To do ->
Quote word for word the part of the passage on the healthcare interoperability rules that runs from "Having passed the" up to and including "countdown to enforcement.".

Page text ->
____________________

Having passed the June 30 effective date, healthcare CIOs will be playing a significant role in ensuring compliance with the federal regulator's final rule.
Months after new healthcare interoperability rules were finalized, they are now officially in effect -- having passed another milestone in the countdown to enforcement.
The 21st Century Cures Act final rule from the Office of the National Coordinator for Health IT (ONC) was published May 1 in the Federal Register with an effective date of June 30, which gave healthcare organizations and health IT developers varying deadlines to comply with provisions laid out in the rules. Because of the pandemic, ONC provided three-month deadline extensions to the information blocking and interoperability rule, which focuses largely on healthcare organizations and developers stopping the flow of healthcare data as well as the implementation of APIs based on the Fast Healthcare Interoperability Resources standard to give patients easy access to their data.
Jeffery Smith
The recent effective date of June 30 serves as a reminder to healthcare CIOs that the compliance clock is ticking, said Jeffery Smith, vice president of public policy at the American Medical Informatics Association.
"There's not one but several hourglasses that have been flipped," Smith said. "The initial hourglass was the publication date, which was officially May 1. There's another hourglass that's been flipped because of the effective date. The third hourglass is around the enforcement discretion period ONC announced as a result of COVID-19."
Most of the pressure to adhere to new requirements, such as implementing standardized APIs to make sharing of healthcare data seamless, will fall on EHR vendors. But CIOs will have to monitor the progress EHR vendors and other health IT developers are making toward compliance.

____________________

Recorded data ->
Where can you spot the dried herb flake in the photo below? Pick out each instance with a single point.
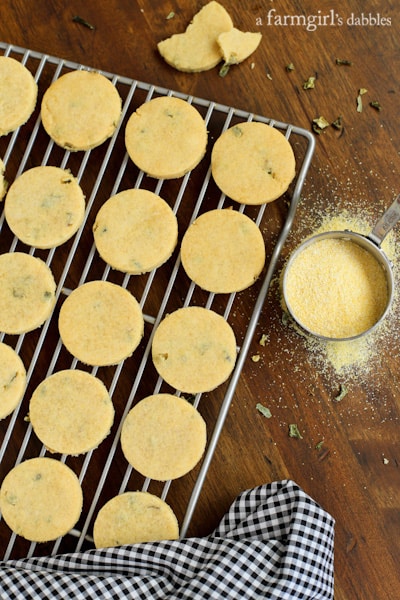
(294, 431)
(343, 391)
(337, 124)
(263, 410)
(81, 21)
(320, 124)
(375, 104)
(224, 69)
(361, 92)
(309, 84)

____________________

Solved exercise ->
Having passed the June 30 effective date, healthcare CIOs will be playing a significant role in ensuring compliance with the federal regulator's final rule.
Months after new healthcare interoperability rules were finalized, they are now officially in effect -- having passed another milestone in the countdown to enforcement.